Top of Exercise data
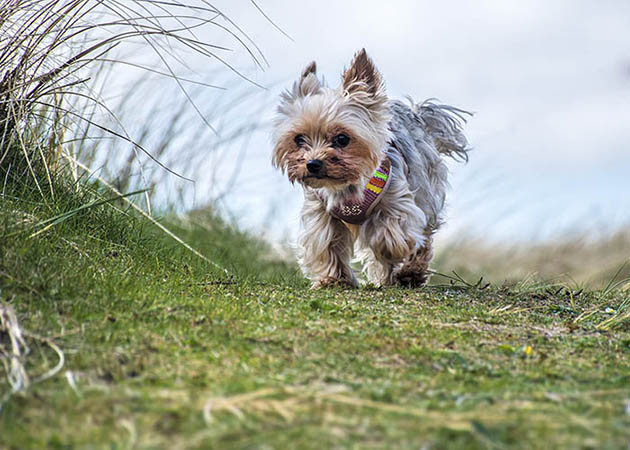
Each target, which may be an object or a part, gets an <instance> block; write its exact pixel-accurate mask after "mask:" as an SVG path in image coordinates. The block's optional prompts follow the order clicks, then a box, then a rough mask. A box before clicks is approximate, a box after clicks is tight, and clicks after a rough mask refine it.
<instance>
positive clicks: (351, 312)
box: [0, 182, 630, 449]
mask: <svg viewBox="0 0 630 450" xmlns="http://www.w3.org/2000/svg"><path fill="white" fill-rule="evenodd" d="M31 184H32V183H31ZM29 186H30V184H25V183H22V182H19V183H11V182H9V183H8V184H7V187H6V189H5V193H4V195H3V196H1V197H0V236H2V238H0V239H1V242H2V245H1V246H0V288H1V294H0V295H1V297H2V300H3V301H4V302H7V303H8V304H10V305H11V306H12V307H13V308H14V309H15V311H16V313H17V317H18V320H19V321H20V325H21V326H22V328H23V330H25V339H26V343H27V344H28V345H29V347H30V350H31V352H30V354H29V355H28V357H27V359H26V369H27V372H28V373H29V375H30V378H31V380H36V379H37V377H38V375H40V374H43V373H46V372H47V371H49V370H50V369H51V368H54V367H55V366H56V365H57V364H58V360H59V358H58V353H57V352H55V351H54V347H52V346H51V345H50V344H51V343H54V345H55V346H57V347H58V348H59V349H60V350H61V351H63V353H64V355H65V362H64V366H63V368H62V370H61V371H60V372H58V373H57V374H56V375H55V376H54V377H52V378H50V379H48V380H46V381H43V382H40V383H34V384H32V385H31V386H30V387H29V389H27V390H25V391H22V392H19V393H17V394H15V395H13V396H12V397H10V398H9V400H8V401H7V402H6V403H5V404H4V405H3V408H2V410H1V411H0V436H1V438H0V447H5V448H44V447H50V448H85V447H90V448H132V447H134V448H331V447H335V448H337V447H343V448H346V447H349V448H364V447H370V448H396V447H397V448H420V447H426V448H428V447H430V448H466V449H470V448H493V449H494V448H542V447H544V448H626V447H627V443H628V442H629V441H630V318H629V317H628V313H629V312H630V305H629V301H628V285H625V287H624V285H623V284H620V285H617V286H614V284H616V283H611V284H610V285H609V286H608V288H605V289H601V290H582V289H578V288H577V287H573V286H564V285H553V284H549V283H546V284H545V283H537V282H528V281H522V282H521V283H520V284H516V285H511V286H500V285H497V286H494V285H492V286H486V285H485V284H480V285H476V286H475V284H474V283H470V284H471V285H472V287H470V286H466V285H463V284H461V283H454V284H446V285H444V286H440V285H434V286H430V287H427V288H425V289H420V290H407V289H395V288H388V289H370V288H366V289H362V290H341V289H329V290H322V291H311V290H309V289H308V285H307V283H306V282H305V281H304V280H303V279H302V278H301V277H300V276H299V275H298V274H297V271H296V268H295V267H294V266H293V265H291V264H287V263H285V262H282V261H277V260H275V259H274V258H273V255H272V253H271V252H270V251H269V249H268V248H267V247H266V246H265V245H264V244H263V243H261V242H260V241H258V240H256V239H254V238H251V237H249V236H247V235H245V234H242V233H239V232H236V231H234V230H233V228H231V227H230V226H228V224H225V223H223V222H221V221H220V220H218V219H217V218H216V217H214V216H213V215H212V214H211V213H208V212H201V211H199V212H196V213H193V214H191V216H190V217H189V218H187V219H185V220H170V221H167V223H168V226H169V227H171V229H173V230H174V231H175V232H176V233H177V234H178V235H179V236H181V237H183V238H184V240H186V241H187V242H189V243H191V244H193V246H194V247H195V248H198V249H199V250H201V251H202V253H203V254H204V255H206V256H207V257H208V258H209V259H210V260H212V261H213V262H215V263H217V264H219V265H221V266H223V267H225V268H227V269H228V271H229V272H230V274H231V275H230V276H226V275H225V274H224V273H223V272H222V271H220V270H218V269H216V268H215V267H214V266H213V265H211V264H208V263H207V262H204V261H203V260H201V259H199V258H197V257H195V256H194V255H193V254H191V253H190V252H188V251H187V250H186V249H184V248H183V247H181V246H180V245H178V244H177V243H176V242H175V241H173V240H171V239H170V238H168V237H167V236H165V235H164V234H162V233H159V232H158V231H157V230H156V229H155V228H154V227H153V226H152V225H151V224H149V223H148V222H146V221H143V220H141V219H140V218H138V217H137V216H136V215H134V214H133V213H132V212H131V211H129V210H127V209H126V206H125V204H124V203H123V202H121V201H111V202H108V203H103V204H96V206H93V207H90V208H85V209H83V210H80V211H79V212H76V213H75V214H72V215H70V216H69V217H67V218H66V219H65V220H63V221H61V222H59V223H56V224H55V225H54V226H52V227H50V228H49V229H47V230H46V231H45V232H42V233H39V234H34V233H33V231H34V230H38V229H40V228H41V227H37V224H40V223H42V222H44V221H45V220H46V219H49V218H51V217H57V216H63V214H64V213H68V212H69V211H75V210H76V209H77V208H79V207H80V206H82V205H86V204H95V203H94V202H95V201H98V199H102V198H107V197H110V196H111V193H102V192H100V191H99V188H98V186H96V185H86V186H85V187H83V188H81V189H80V190H79V191H78V192H77V191H76V188H75V186H73V185H63V184H61V183H58V185H56V186H55V192H56V193H57V195H56V197H55V200H54V201H53V200H50V199H44V198H42V197H41V195H40V194H39V193H38V192H37V190H36V188H34V187H33V186H30V187H29ZM66 215H67V214H66ZM7 236H10V238H7ZM435 281H439V280H437V279H436V280H435ZM5 304H6V303H5ZM0 344H2V345H6V344H7V340H6V334H4V335H3V334H0ZM8 389H9V386H8V384H7V382H6V380H4V379H3V380H2V382H1V383H0V391H1V392H6V391H7V390H8Z"/></svg>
Bottom of Exercise data
▶ Required work: This task calls for an exact copy of the data above, without pictures.

▶ Answer:
Each target, which may be an object or a part, gets an <instance> block; write its exact pixel-accurate mask after "mask:" as an SVG path in image coordinates. The block's optional prompts follow the order clicks, then a box, then a rough mask. A box before clicks is approximate, a box after clicks is tight, and clicks after a rough mask refine it.
<instance>
positive clicks: (351, 312)
box: [0, 182, 630, 449]
mask: <svg viewBox="0 0 630 450" xmlns="http://www.w3.org/2000/svg"><path fill="white" fill-rule="evenodd" d="M31 184H32V183H31ZM29 186H30V184H25V183H22V182H19V183H11V182H9V183H8V184H7V187H6V189H5V193H4V195H3V196H1V197H0V236H2V238H0V239H1V242H2V245H1V246H0V288H1V294H0V295H1V297H2V300H3V301H4V302H7V303H8V304H10V305H11V306H12V307H13V308H14V309H15V311H16V313H17V317H18V320H19V321H20V325H21V326H22V328H23V330H25V339H26V343H27V344H28V345H29V347H30V350H31V352H30V354H29V355H28V357H27V359H26V369H27V372H28V373H29V375H30V378H31V380H36V379H37V377H38V375H40V374H43V373H46V372H47V371H49V370H50V369H51V368H54V367H55V366H56V365H57V364H58V360H59V358H58V353H57V352H55V351H54V347H52V346H51V345H50V344H51V343H54V345H55V346H57V347H58V348H59V349H60V350H61V351H63V353H64V355H65V362H64V366H63V368H62V370H61V371H60V372H58V373H57V374H56V375H55V376H54V377H52V378H50V379H48V380H46V381H43V382H40V383H34V384H32V385H31V386H30V387H29V389H27V390H25V391H22V392H19V393H17V394H15V395H13V396H12V397H10V398H9V400H8V401H7V402H6V403H5V404H4V405H3V408H2V410H1V411H0V436H1V438H0V447H5V448H44V447H50V448H85V447H90V448H132V447H134V448H331V447H335V448H337V447H343V448H346V447H349V448H364V447H370V448H396V447H397V448H420V447H426V448H428V447H430V448H466V449H470V448H493V449H494V448H542V447H544V448H626V447H627V443H628V442H629V441H630V318H629V317H628V313H629V312H630V305H629V301H628V285H625V287H624V285H623V284H620V285H617V286H614V284H616V283H611V284H610V285H609V286H608V288H605V289H601V290H582V289H578V288H577V287H573V286H564V285H553V284H549V283H546V284H545V283H537V282H528V281H522V282H521V283H520V284H516V285H511V286H500V285H497V286H494V285H492V286H486V285H485V284H480V285H476V286H475V284H474V283H470V284H471V285H472V287H470V286H466V285H463V284H461V283H454V284H446V285H444V286H440V285H434V286H430V287H427V288H425V289H420V290H407V289H395V288H388V289H370V288H366V289H362V290H341V289H329V290H322V291H311V290H309V289H308V285H307V283H306V282H305V281H304V280H303V279H302V278H301V277H300V276H299V275H298V274H297V271H296V268H295V267H294V266H293V265H291V264H287V263H285V262H282V261H277V260H275V259H274V258H273V255H272V253H271V252H270V251H269V249H268V248H267V247H266V246H265V245H264V244H263V243H261V242H260V241H258V240H256V239H254V238H251V237H249V236H247V235H245V234H242V233H239V232H236V231H234V230H233V228H231V227H230V226H228V224H225V223H223V222H221V221H220V220H218V219H217V218H216V217H214V216H213V215H212V214H211V213H208V212H201V211H199V212H196V213H193V214H191V216H190V217H189V218H187V219H185V220H170V221H167V223H168V226H169V227H171V229H173V230H174V231H175V232H176V233H177V234H178V235H179V236H181V237H183V238H184V240H186V241H187V242H189V243H191V244H193V246H194V247H195V248H198V249H199V250H201V251H202V253H203V254H204V255H206V256H207V257H208V258H209V259H210V260H212V261H213V262H215V263H217V264H219V265H221V266H223V267H225V268H227V269H228V271H229V272H230V274H231V275H230V276H226V275H225V274H224V273H223V272H222V271H220V270H218V269H216V268H215V267H214V266H213V265H211V264H208V263H207V262H204V261H203V260H201V259H199V258H197V257H195V256H194V255H193V254H191V253H190V252H188V251H187V250H186V249H184V248H183V247H181V246H180V245H178V244H177V243H176V242H175V241H173V240H171V239H170V238H168V237H167V236H165V235H164V234H162V233H159V232H158V231H157V230H156V229H155V228H154V227H153V226H152V225H151V224H149V223H148V222H146V221H143V220H141V219H140V218H138V217H137V216H136V215H134V214H133V213H132V212H131V211H129V210H127V209H126V206H125V204H124V203H123V202H121V201H111V202H108V203H103V204H96V206H93V207H90V208H85V209H83V210H80V211H79V212H76V213H75V214H72V215H70V216H69V217H67V218H66V219H65V220H63V221H61V222H59V223H56V224H55V225H54V226H52V227H50V228H49V229H47V230H46V231H45V232H42V233H39V234H34V233H33V231H34V230H38V229H40V228H41V227H37V224H40V223H42V222H44V221H45V220H46V219H49V218H51V217H57V216H63V214H64V213H68V212H69V211H75V210H76V209H77V208H79V207H80V206H82V205H86V204H95V203H94V202H95V201H98V199H102V198H107V197H110V196H111V193H102V192H100V191H99V188H98V186H96V185H86V186H85V187H83V188H81V189H80V190H79V191H78V192H77V191H76V188H75V186H73V185H63V184H61V183H58V185H56V186H55V192H56V193H57V195H56V197H55V200H54V201H53V200H50V199H44V198H42V197H41V195H40V194H39V193H38V192H37V190H36V188H34V187H33V186H30V187H29ZM66 215H67V214H66ZM7 236H10V238H7ZM435 281H439V280H437V279H436V280H435ZM5 304H6V303H5ZM0 344H2V345H6V344H7V340H6V334H4V335H3V334H0ZM8 389H9V386H8V384H7V382H6V380H4V379H3V380H2V382H1V383H0V391H1V392H6V391H7V390H8Z"/></svg>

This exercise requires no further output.